Top of Data to use

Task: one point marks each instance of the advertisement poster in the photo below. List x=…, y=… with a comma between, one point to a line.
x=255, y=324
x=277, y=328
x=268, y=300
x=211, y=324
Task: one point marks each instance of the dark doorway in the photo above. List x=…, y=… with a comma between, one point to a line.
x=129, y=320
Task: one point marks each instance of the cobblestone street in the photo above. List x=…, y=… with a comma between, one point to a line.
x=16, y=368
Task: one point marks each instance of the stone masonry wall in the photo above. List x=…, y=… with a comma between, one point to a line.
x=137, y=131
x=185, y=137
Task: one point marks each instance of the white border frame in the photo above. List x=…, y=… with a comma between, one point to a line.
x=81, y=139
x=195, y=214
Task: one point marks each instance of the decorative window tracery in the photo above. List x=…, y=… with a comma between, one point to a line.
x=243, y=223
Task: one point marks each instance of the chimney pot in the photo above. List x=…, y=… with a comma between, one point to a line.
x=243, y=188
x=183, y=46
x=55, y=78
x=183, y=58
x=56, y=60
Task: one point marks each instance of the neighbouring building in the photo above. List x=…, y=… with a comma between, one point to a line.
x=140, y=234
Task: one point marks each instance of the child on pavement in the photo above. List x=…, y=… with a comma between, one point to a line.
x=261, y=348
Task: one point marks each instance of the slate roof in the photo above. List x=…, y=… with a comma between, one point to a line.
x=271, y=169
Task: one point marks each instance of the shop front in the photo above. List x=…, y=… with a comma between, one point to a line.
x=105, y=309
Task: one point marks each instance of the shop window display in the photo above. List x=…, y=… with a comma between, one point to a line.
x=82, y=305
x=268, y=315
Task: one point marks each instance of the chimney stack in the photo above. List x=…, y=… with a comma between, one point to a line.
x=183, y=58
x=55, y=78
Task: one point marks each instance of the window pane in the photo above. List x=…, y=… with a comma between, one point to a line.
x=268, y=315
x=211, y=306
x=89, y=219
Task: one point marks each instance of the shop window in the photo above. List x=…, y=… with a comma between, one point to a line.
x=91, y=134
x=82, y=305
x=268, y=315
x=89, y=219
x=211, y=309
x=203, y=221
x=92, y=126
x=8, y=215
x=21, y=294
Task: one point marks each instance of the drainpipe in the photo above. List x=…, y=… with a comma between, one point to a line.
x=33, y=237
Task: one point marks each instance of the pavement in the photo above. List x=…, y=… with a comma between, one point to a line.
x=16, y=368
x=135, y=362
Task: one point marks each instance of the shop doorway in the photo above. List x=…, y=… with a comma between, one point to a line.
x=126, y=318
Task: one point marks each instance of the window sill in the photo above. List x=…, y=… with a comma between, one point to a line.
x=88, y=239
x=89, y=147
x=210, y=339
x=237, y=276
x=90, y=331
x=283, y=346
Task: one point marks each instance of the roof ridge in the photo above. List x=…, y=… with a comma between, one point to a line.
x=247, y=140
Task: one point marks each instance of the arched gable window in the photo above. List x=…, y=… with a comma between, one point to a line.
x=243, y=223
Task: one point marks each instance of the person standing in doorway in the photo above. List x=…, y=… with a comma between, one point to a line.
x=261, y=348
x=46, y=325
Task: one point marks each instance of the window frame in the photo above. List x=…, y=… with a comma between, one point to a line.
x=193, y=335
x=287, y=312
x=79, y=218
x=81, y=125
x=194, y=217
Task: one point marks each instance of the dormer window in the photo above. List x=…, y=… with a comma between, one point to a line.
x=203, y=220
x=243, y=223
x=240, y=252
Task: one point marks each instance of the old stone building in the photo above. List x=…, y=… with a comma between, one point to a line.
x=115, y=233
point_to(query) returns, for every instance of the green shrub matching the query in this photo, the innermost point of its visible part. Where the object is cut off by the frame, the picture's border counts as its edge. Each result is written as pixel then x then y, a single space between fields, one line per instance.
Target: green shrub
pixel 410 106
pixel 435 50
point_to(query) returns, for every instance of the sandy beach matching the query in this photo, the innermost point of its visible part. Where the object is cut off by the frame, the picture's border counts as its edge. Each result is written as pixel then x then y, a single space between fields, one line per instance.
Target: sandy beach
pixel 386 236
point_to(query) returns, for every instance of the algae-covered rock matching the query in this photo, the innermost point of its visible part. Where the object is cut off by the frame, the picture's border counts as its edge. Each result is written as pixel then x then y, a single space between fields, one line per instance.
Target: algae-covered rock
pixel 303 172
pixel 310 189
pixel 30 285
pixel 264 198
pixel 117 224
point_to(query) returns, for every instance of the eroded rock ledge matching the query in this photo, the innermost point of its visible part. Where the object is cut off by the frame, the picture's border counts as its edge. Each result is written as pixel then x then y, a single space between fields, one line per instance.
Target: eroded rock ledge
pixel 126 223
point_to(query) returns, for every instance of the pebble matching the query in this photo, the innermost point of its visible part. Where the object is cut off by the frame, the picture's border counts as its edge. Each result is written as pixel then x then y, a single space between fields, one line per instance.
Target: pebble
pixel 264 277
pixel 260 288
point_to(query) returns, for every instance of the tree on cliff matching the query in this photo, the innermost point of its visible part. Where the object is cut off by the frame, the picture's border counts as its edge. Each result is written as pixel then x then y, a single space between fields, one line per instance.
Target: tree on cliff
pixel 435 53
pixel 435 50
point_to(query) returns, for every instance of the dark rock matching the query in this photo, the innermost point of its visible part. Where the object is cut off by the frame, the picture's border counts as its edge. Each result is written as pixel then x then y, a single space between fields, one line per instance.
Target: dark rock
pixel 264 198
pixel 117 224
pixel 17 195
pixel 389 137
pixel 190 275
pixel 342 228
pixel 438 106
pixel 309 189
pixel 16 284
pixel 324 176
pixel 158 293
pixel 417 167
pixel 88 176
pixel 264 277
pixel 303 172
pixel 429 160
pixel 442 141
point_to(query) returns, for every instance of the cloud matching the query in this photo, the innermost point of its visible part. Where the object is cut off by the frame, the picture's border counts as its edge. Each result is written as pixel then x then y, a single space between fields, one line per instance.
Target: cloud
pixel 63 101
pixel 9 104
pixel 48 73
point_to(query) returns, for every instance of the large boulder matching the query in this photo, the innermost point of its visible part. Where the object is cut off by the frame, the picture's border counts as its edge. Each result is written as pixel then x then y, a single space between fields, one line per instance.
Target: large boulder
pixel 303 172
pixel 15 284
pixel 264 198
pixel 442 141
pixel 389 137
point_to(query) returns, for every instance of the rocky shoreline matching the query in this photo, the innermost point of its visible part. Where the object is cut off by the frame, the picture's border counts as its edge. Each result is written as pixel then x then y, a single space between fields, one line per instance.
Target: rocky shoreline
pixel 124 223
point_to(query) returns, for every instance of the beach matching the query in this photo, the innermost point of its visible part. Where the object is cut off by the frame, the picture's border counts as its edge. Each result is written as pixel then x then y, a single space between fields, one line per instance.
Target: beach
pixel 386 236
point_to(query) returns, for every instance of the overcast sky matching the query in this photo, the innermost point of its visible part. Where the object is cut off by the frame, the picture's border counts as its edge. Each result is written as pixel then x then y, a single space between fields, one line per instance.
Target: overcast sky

Bottom of Data to use

## Required action
Reply with nothing but a number. State how many lines in the records hold the word "overcast".

## Exercise answer
2